Reproduce the lines below with every occurrence of "pixel coordinates" changed to "image-space coordinates", leaving all other text unchanged.

────────

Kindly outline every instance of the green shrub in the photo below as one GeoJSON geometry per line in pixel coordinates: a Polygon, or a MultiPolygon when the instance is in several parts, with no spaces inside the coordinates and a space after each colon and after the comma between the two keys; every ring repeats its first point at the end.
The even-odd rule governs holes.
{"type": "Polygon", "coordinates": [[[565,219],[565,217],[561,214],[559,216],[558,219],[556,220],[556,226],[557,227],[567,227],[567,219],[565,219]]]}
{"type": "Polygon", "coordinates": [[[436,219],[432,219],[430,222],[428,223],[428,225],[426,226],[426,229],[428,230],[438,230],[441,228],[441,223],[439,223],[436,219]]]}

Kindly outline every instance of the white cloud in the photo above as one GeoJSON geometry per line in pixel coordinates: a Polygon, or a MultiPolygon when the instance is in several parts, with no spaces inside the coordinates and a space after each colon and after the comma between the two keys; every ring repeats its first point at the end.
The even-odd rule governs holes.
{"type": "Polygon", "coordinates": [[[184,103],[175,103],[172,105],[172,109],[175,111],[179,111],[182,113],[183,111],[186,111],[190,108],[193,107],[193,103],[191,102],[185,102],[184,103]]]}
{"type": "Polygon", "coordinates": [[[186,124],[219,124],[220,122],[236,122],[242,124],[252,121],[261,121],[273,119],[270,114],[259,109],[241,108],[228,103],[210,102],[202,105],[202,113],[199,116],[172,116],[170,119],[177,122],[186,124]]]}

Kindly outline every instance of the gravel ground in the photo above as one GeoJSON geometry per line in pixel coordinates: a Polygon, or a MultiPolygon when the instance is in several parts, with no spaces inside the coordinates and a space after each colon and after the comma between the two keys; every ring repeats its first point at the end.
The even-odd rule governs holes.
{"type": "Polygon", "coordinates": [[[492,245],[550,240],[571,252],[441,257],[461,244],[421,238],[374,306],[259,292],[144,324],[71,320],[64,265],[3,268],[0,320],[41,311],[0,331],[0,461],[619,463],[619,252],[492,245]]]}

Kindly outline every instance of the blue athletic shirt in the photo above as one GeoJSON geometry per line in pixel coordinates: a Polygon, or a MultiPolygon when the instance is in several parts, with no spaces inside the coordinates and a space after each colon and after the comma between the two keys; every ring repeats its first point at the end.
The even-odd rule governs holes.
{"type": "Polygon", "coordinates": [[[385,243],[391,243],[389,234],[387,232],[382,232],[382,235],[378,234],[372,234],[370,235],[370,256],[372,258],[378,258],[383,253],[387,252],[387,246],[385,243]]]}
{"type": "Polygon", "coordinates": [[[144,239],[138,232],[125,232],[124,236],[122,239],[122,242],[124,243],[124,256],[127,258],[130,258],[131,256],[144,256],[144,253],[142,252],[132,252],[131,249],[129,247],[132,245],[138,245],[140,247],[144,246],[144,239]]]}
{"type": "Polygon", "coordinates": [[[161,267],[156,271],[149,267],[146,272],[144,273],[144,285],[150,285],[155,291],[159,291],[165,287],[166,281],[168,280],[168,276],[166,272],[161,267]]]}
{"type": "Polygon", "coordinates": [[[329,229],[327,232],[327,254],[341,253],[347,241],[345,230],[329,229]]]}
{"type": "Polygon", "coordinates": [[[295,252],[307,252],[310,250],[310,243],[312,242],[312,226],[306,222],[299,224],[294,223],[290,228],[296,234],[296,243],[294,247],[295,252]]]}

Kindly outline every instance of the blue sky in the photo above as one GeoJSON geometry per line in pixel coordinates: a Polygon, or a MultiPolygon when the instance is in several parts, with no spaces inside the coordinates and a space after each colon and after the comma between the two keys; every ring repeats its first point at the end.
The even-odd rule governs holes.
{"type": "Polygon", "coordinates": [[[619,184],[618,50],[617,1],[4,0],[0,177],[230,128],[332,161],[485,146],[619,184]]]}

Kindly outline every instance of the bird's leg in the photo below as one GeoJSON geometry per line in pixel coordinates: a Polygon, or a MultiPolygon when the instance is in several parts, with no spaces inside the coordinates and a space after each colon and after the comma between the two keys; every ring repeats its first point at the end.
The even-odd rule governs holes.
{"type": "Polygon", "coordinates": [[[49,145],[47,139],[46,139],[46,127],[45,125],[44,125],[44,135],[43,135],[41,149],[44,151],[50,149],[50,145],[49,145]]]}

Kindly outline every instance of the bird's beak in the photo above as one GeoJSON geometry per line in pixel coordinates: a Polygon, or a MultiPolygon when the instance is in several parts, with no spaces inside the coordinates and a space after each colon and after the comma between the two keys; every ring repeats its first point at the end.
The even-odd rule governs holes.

────────

Task result ▸
Kindly outline every instance of the green shrub in the photo below as one GeoJSON geometry per line in image-space coordinates: a Polygon, or a MultiPolygon when the instance is in several parts, with no spaces inside the coordinates and a space after each colon and after the comma between the two keys; every ring repeats its first point at the end.
The even-odd rule governs holes.
{"type": "Polygon", "coordinates": [[[565,219],[565,217],[561,214],[559,216],[558,219],[556,220],[556,226],[557,227],[567,227],[567,219],[565,219]]]}
{"type": "Polygon", "coordinates": [[[436,219],[432,219],[430,222],[428,223],[428,225],[426,226],[426,229],[428,230],[438,230],[441,228],[441,223],[439,223],[436,219]]]}

Kindly outline every instance of the white cloud in the photo above as one GeoJSON geometry per line in image-space coordinates: a Polygon, or a MultiPolygon when the instance is in several parts, with no spaces inside the coordinates and a space after each colon and after the comma between the two keys; every ring repeats its first point at the end.
The even-odd rule governs holes.
{"type": "Polygon", "coordinates": [[[184,103],[175,103],[172,105],[172,109],[175,111],[179,111],[182,113],[183,111],[186,111],[190,108],[193,107],[193,103],[191,102],[185,102],[184,103]]]}
{"type": "Polygon", "coordinates": [[[186,124],[219,124],[220,122],[236,122],[242,124],[252,121],[261,121],[273,119],[270,114],[259,109],[241,108],[228,103],[210,102],[202,105],[202,113],[199,116],[172,116],[170,119],[177,122],[186,124]]]}

Kindly outline every instance of the gravel ground in the photo above as one GeoJSON geometry per line in image-space coordinates: a Polygon, or a MultiPolygon when the instance is in several parts, with no spaces inside the coordinates and a space after each colon and after the comma between the two keys; every ring repeats its first point at the end.
The even-odd rule governs holes.
{"type": "Polygon", "coordinates": [[[492,245],[550,240],[571,252],[441,257],[461,244],[421,238],[374,306],[259,292],[144,324],[71,320],[64,265],[3,268],[0,320],[41,311],[0,331],[0,461],[619,463],[619,252],[492,245]]]}

Kindly outline every instance of the blue athletic shirt in the photo above as one GeoJSON geometry per line in image-space coordinates: a Polygon, or a MultiPolygon when the instance is in several parts, with no spaces inside the coordinates and a space after each colon and after the comma between the two keys; every ring repeats its first point at the end.
The even-odd rule governs holes.
{"type": "Polygon", "coordinates": [[[385,243],[391,243],[389,234],[387,232],[382,232],[382,235],[378,234],[372,234],[370,235],[370,256],[372,258],[378,258],[383,253],[387,252],[387,246],[385,243]]]}
{"type": "Polygon", "coordinates": [[[144,239],[138,232],[125,232],[124,236],[122,239],[122,242],[124,243],[124,256],[127,258],[130,258],[131,256],[144,256],[144,253],[142,252],[132,252],[131,249],[129,247],[132,245],[138,245],[140,247],[144,246],[144,239]]]}
{"type": "Polygon", "coordinates": [[[161,267],[156,271],[149,267],[146,272],[144,273],[144,285],[150,285],[155,291],[159,291],[165,287],[166,281],[168,280],[168,276],[166,272],[161,267]]]}
{"type": "Polygon", "coordinates": [[[329,229],[327,232],[327,254],[341,253],[347,241],[345,230],[329,229]]]}
{"type": "Polygon", "coordinates": [[[295,252],[307,252],[310,250],[310,243],[312,242],[312,226],[306,222],[299,224],[294,223],[290,228],[296,234],[296,243],[294,247],[295,252]]]}

Kindly outline every instance of the blue sky in the photo above as one GeoJSON geometry per line in image-space coordinates: a Polygon, or a MultiPolygon when the instance is in several parts, with no spaces inside the coordinates and a space after each colon and after the comma between the two keys; every ring repeats its first point at the end.
The even-odd rule governs holes.
{"type": "Polygon", "coordinates": [[[619,184],[618,50],[617,1],[4,0],[0,177],[230,128],[332,161],[485,146],[619,184]]]}

Kindly outline every instance of the bird's leg in the photo below as one GeoJSON geometry per line in image-space coordinates: a Polygon, or a MultiPolygon when the instance is in several parts, with no spaces inside the coordinates and a space after each colon and after the comma between the two keys; every ring repeats its first point at the end.
The even-odd rule governs holes.
{"type": "Polygon", "coordinates": [[[49,145],[47,139],[46,139],[46,127],[45,125],[44,125],[44,135],[43,135],[41,149],[44,151],[50,149],[50,145],[49,145]]]}

Kindly outline every instance of the bird's beak in the photo above as one GeoJSON geometry per line in image-space coordinates: a Polygon, or a MultiPolygon when the instance is in several parts, with no spaces inside the coordinates and a space after each colon and after the comma between the two keys; every ring repeats its first point at the end.
The even-odd rule governs holes.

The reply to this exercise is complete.